>>

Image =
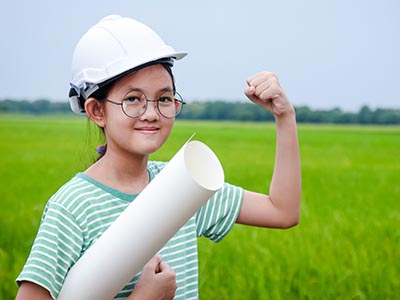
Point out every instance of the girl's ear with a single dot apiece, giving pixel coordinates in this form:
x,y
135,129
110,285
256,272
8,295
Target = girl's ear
x,y
95,111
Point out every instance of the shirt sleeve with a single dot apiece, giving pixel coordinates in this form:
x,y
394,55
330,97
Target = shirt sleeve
x,y
217,217
56,248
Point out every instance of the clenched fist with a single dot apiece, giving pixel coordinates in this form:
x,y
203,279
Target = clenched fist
x,y
264,89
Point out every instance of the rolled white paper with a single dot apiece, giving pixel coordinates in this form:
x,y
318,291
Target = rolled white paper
x,y
190,178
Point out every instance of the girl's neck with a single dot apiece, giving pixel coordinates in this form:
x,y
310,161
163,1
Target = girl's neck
x,y
126,174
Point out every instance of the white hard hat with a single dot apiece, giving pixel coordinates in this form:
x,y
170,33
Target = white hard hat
x,y
111,48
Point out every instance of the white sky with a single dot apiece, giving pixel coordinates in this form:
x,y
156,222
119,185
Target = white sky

<<

All lines in the listing above with the string "giving" should be returned.

Point out every instance of the girl's ear with a single dot apiece, giving pixel coordinates in this form:
Point out every instance of the shirt sleeve with a single dot apiece, giving pixel coordinates in this form:
Point out every instance of the clenched fist with a single dot apiece, giving pixel coordinates in this form:
Point out every instance of the rolled white paper with a single dot apiece, giving pixel coordinates in this form:
Point out every instance of the girl's neck with a single dot apiece, giving pixel coordinates in this form:
Point out every instance of the white hard hat with a single dot apiece, giving pixel coordinates in this form:
Point out every instance of the white sky with a single dot apiece, giving pixel coordinates in this form:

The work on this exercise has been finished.